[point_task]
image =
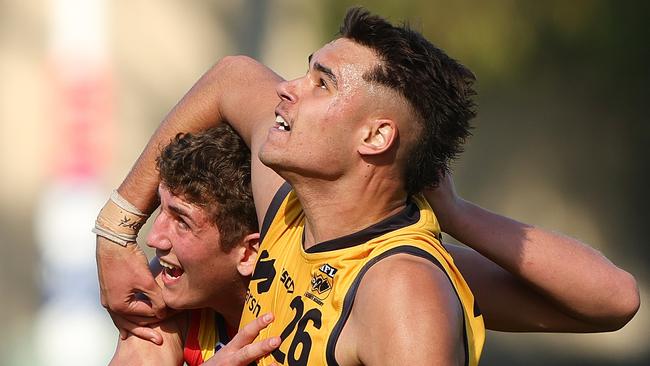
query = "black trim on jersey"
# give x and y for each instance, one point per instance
(280, 195)
(408, 216)
(352, 292)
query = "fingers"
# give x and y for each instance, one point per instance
(254, 351)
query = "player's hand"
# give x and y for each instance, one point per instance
(240, 351)
(124, 277)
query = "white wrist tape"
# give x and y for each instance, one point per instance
(119, 221)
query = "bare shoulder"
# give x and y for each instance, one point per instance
(409, 309)
(136, 351)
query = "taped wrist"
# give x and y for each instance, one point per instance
(119, 221)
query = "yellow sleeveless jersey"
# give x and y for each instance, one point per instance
(311, 292)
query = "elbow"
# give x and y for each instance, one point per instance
(629, 301)
(623, 305)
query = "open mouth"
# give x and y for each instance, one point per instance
(171, 271)
(281, 124)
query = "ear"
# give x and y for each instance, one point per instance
(378, 137)
(247, 254)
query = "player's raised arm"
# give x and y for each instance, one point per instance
(419, 320)
(238, 90)
(564, 285)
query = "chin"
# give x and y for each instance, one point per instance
(175, 301)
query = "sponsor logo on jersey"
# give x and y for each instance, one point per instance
(322, 280)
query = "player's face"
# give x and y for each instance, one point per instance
(318, 118)
(195, 269)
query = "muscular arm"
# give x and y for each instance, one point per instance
(238, 90)
(419, 320)
(563, 284)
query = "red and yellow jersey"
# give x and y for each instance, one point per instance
(206, 334)
(311, 292)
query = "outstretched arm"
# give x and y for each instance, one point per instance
(563, 284)
(238, 90)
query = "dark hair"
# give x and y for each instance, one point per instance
(212, 170)
(438, 88)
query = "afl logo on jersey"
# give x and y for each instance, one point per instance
(322, 280)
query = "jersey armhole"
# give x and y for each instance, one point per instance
(280, 195)
(352, 292)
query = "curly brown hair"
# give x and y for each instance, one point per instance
(438, 88)
(212, 170)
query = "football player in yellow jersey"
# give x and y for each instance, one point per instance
(346, 136)
(202, 241)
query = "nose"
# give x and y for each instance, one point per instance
(157, 237)
(287, 91)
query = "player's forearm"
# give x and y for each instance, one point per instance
(236, 89)
(575, 276)
(196, 111)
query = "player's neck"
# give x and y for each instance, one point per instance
(336, 209)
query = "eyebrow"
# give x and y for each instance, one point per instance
(325, 70)
(180, 211)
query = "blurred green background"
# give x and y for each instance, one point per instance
(561, 139)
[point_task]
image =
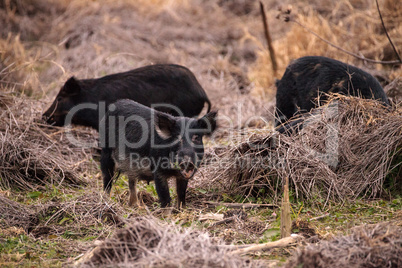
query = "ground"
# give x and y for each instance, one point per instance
(43, 43)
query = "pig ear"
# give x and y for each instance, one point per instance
(207, 123)
(72, 87)
(164, 125)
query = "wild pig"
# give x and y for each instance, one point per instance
(146, 144)
(173, 87)
(309, 78)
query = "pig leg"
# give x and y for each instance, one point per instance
◇ ◇ ◇ ◇ ◇ ◇ ◇
**PROBLEM TO WORK ON:**
Your copy should match the records above exactly, except that it contains no pictures.

**EXERCISE OUTPUT:**
[point_task]
image =
query = "black trim on jersey"
# give x and y for each instance, one point per instance
(280, 195)
(408, 216)
(352, 292)
query = "fingers"
# give x and y for each instance, one point per instance
(254, 351)
query = "player's hand"
# give x and y for each instance, one point per instance
(240, 351)
(124, 277)
query = "white wrist tape"
# give x and y for each instance, one point per instance
(119, 221)
query = "bare shoulder"
# give x and y for each instance, one point per instance
(409, 309)
(136, 351)
query = "taped wrist"
# give x and y for each instance, one point per instance
(119, 221)
query = "yellow sleeveless jersey"
# give x and y for each instance, one point per instance
(311, 292)
query = "elbow"
# give x and y for each instance, one point per instance
(629, 301)
(623, 305)
query = "open mouth"
# give x and y for each instance, one point per instance
(171, 271)
(281, 124)
query = "ear"
# give x and y for each instance, one point per instance
(378, 137)
(247, 254)
query = "player's raised arm"
# give x and y for each instance, one point per instance
(419, 320)
(238, 90)
(564, 285)
query = "chin"
# give x and y for each instance, one point per instance
(175, 301)
query = "sponsor logo on jersey"
# give x and y for each instance, one point per instance
(322, 280)
query = "player's face"
# give x and y for each instance, one point per instance
(318, 118)
(195, 269)
query = "muscular arm"
# give x and y for each instance, one point per instance
(238, 90)
(419, 320)
(563, 284)
query = "red and yellow jersey"
# give x and y for each instance, one point per instance
(206, 334)
(311, 292)
query = "outstretched arm"
# give x and y for each instance, one point per instance
(563, 284)
(238, 90)
query = "dark hair"
# give x and y for each instance, one point per instance
(212, 170)
(438, 88)
query = "afl logo on jersey"
# give x and y for each instance, one point per instance
(322, 280)
query = "jersey armhole"
# give x and y for each instance, one point per instance
(280, 195)
(352, 292)
query = "curly brown hair"
# give x and y for each instance, one point per instance
(438, 88)
(212, 170)
query = "football player in yellow jersey"
# give x and y for each instance, one point per instance
(346, 136)
(202, 241)
query = "nose"
# give x and y for each instance, one point per instance
(157, 237)
(287, 91)
query = "player's forearm"
# give x and y for each instance, one point per instance
(236, 89)
(575, 276)
(196, 111)
query = "player's neck"
# give x and y for each instance, one point per instance
(336, 209)
query = "eyebrow"
# give x and y for each instance, one point per instance
(325, 70)
(180, 211)
query = "blurred green background"
# give x and y for each instance, one point per instance
(561, 139)
[point_task]
image =
query = "ground"
# give x and y for each instance, one point per instance
(43, 43)
query = "pig ear"
# give x and y for each instance, one point per instance
(207, 123)
(72, 87)
(164, 125)
query = "wild pig"
# give x and y for each instance, one point per instance
(146, 144)
(173, 87)
(309, 78)
query = "pig leg"
# give x and y for each instance, one point per instance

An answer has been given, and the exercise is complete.